• Given passage
<<<<
Re: Configuring the Distributed

Mark Miller Fri, 02 Dec 2011 07:48:31 -0800

So I dunno. You are running a zk server and running in zk mode right?

You don't need to / shouldn't set a shards or self param. The shards are
figured out from Zookeeper.


You always want to use the distrib-update-chain. Eventually it will
probably be part of the default chain and auto turn in zk mode.

If you are running in zk mode attached to a zk server, this should work no
problem. You can add docs to any server and they will be forwarded to the
correct shard leader and then versioned and forwarded to replicas.

You can also use the CloudSolrServer solrj client - that way you don't even
have to choose a server to send docs too - in which case if it went down
you would have to choose another manually - CloudSolrServer automatically
finds one that is up through ZooKeeper. Eventually it will also be smart
and do the hashing itself so that it can send directly to the shard leader
that the doc would be forwarded to anyway.

- Mark

On Fri, Dec 2, 2011 at 12:09 AM, Jamie Johnson <jej2...@gmail.com> wrote:

> Really just trying to do a simple add and update test, the chain
> missing is just proof of my not understanding exactly how this is
> supposed to work.  I modified the code to this
>
>                String key = "1";
>
>                SolrInputDocument solrDoc = new SolrInputDocument();
>                solrDoc.setField("key", key);
>
>                 solrDoc.addField("content_mvtxt", "initial value");
>
>                SolrServer server = servers
>                                .get("
> http://localhost:8983/solr/collection1";);
>
>                 UpdateRequest ureq = new UpdateRequest();
>                ureq.setParam("update.chain", "distrib-update-chain");
>                ureq.add(solrDoc);
>                ureq.setParam("shards",
>
>  "localhost:8983/solr/collection1,localhost:7574/solr/collection1");
>                ureq.setParam("self", "foo");
>                ureq.setAction(ACTION.COMMIT, true, true);
>                server.request(ureq);
>                 server.commit();
>
>                solrDoc = new SolrInputDocument();
>                solrDoc.addField("key", key);
>                 solrDoc.addField("content_mvtxt", "updated value");
>
>                server = servers.get("
>>>>
• Stored data
<<<<
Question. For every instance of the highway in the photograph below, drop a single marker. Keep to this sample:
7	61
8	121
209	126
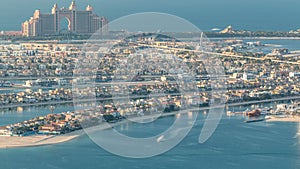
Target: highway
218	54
>>>>
<<<<
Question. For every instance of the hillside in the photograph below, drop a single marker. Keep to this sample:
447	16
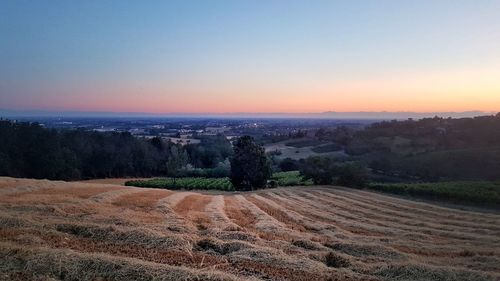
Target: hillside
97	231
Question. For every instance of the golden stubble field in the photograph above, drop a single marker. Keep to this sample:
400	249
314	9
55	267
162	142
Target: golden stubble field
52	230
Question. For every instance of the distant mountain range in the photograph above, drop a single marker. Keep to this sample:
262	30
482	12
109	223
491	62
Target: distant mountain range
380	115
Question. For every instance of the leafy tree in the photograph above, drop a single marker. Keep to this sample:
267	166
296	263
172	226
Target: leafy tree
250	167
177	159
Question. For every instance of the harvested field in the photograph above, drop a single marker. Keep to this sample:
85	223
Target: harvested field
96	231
>>>>
<<<<
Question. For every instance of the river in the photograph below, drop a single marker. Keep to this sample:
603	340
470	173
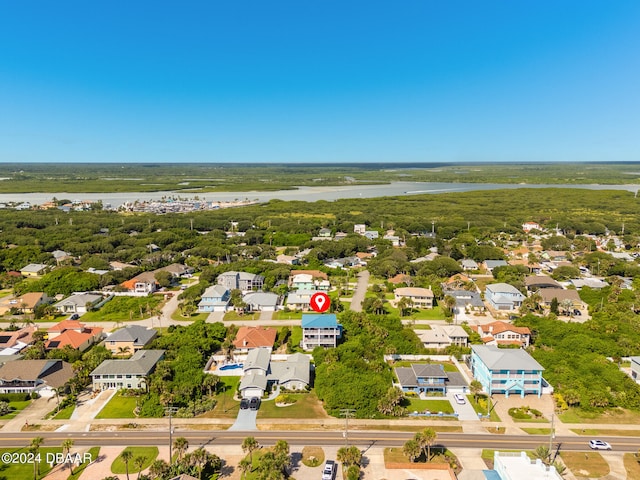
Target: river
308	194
>>>>
• Instructions for the task
Carry on the Solr and ZooKeeper thread from the point where it stops. The records have nothing to do with the text.

• Result for this task
> http://localhost:7574/solr/collection1";);
>
>                 ureq = new UpdateRequest();
>                ureq.setParam("update.chain", "distrib-update-chain");
>                 // ureq.deleteById("8060a9eb-9546-43ee-95bb-d18ea26a6285");
>                 ureq.add(solrDoc);
>                ureq.setParam("shards",
>
>  "localhost:8983/solr/collection1,localhost:7574/solr/collection1");
>                ureq.setParam("self", "foo");
>                ureq.setAction(ACTION.COMMIT, true, true);
>                server.request(ureq);
>                 // server.add(solrDoc);
>                server.commit();
>                server = servers.get("
> http://localhost:8983/solr/collection1";);
>
>
>                server.commit();
>                System.out.println("done");
>
> but I'm still seeing the doc appear on both shards.    After the first
> commit I see the doc on 8983 with "initial value".  after the second
> commit I see the updated value on 7574 and the old on 8983.  After the
> final commit the doc on 8983 gets updated.
>
> Is there something wrong with my test?
>
> On Thu, Dec 1, 2011 at 11:17 PM, Mark Miller <markrmil...@gmail.com>
> wrote:
> > Getting late - didn't really pay attention to your code I guess - why
> are you adding the first doc without specifying the distrib update chain?
> This is not really supported. It's going to just go to the server you
> specified - even with everything setup right, the update might then go to
> that same server or the other one depending on how it hashes. You really
> want to just always use the distrib update chain.  I guess I don't yet
> understand what you are trying to test.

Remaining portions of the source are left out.